# [WHAT IS EXPECTED]
Please copy the entries below word for word, leaving out the pictures.

################

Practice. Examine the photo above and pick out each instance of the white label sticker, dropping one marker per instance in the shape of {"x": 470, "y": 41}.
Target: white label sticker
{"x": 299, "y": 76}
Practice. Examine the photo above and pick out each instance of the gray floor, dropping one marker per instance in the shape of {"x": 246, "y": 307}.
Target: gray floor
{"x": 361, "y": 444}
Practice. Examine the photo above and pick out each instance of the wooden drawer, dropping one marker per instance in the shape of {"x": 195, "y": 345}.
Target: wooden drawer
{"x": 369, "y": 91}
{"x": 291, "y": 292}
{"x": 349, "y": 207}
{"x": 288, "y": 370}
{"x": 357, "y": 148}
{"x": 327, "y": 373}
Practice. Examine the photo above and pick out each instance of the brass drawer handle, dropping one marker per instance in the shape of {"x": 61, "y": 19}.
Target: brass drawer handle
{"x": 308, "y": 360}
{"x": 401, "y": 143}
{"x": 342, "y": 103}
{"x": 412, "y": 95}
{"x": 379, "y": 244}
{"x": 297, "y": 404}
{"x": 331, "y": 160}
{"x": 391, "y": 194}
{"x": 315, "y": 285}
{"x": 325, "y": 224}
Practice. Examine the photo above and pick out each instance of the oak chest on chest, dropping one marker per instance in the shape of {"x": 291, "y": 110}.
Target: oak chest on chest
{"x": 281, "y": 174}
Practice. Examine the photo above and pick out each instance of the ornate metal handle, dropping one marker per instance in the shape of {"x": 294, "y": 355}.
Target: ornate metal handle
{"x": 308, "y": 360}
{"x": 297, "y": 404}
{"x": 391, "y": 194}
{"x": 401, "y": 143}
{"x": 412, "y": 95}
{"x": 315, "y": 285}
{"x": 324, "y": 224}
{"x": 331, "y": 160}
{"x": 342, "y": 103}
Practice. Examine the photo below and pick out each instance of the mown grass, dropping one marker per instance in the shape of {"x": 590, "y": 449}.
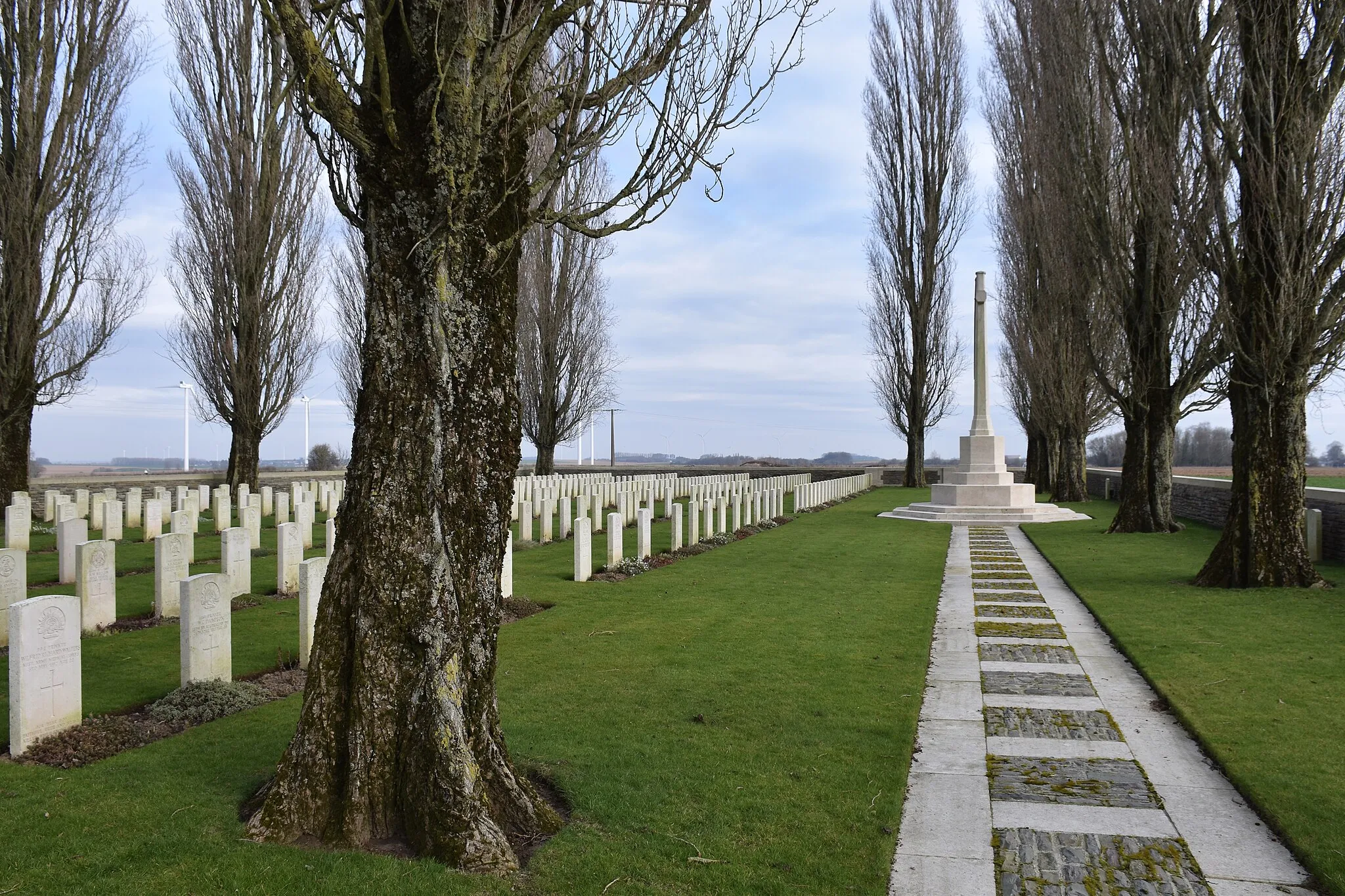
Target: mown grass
{"x": 1258, "y": 676}
{"x": 758, "y": 702}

################

# [WRITTEN SOLUTION]
Practice. Examine the photo above and pick out each instance of the white label sticker, dropping one marker per instance in the shape of {"x": 470, "y": 41}.
Target: white label sticker
{"x": 299, "y": 76}
Practice. Examine the photo above and pick out each instance of the gray floor, dropping one marker per instance in the shape of {"x": 246, "y": 307}.
Target: gray floor
{"x": 361, "y": 444}
Practice. Examine the photo above and pick out each instance of the wooden drawer, dropping one marker per instance in the shape of {"x": 195, "y": 345}.
Target: wooden drawer
{"x": 369, "y": 91}
{"x": 291, "y": 292}
{"x": 349, "y": 207}
{"x": 288, "y": 370}
{"x": 357, "y": 148}
{"x": 327, "y": 373}
Practice. Examine the photo above and pick out each instance of the brass drawer handle, dropping one marker per instance in the shape of {"x": 61, "y": 19}.
Target: brass drawer handle
{"x": 308, "y": 360}
{"x": 401, "y": 143}
{"x": 342, "y": 103}
{"x": 412, "y": 95}
{"x": 379, "y": 244}
{"x": 297, "y": 404}
{"x": 331, "y": 160}
{"x": 391, "y": 194}
{"x": 315, "y": 285}
{"x": 325, "y": 224}
Practice. Examine the photo above and pick out each instance of the oak chest on chest, dropping one marker per instance in the shape of {"x": 291, "y": 110}.
Target: oak chest on chest
{"x": 281, "y": 174}
Practice. Examine the photo above and pick out each instance of the ornate metal handle, dropping one marker per instance in the shape of {"x": 294, "y": 355}.
Target: ornate metal handle
{"x": 308, "y": 360}
{"x": 297, "y": 404}
{"x": 391, "y": 194}
{"x": 401, "y": 143}
{"x": 412, "y": 95}
{"x": 315, "y": 285}
{"x": 324, "y": 224}
{"x": 331, "y": 160}
{"x": 342, "y": 103}
Practice. Examine the photo below and pick out each instance of the mown grass, dropping one marker per instance in the shape of {"x": 590, "y": 449}.
Target: mown grass
{"x": 1258, "y": 676}
{"x": 758, "y": 702}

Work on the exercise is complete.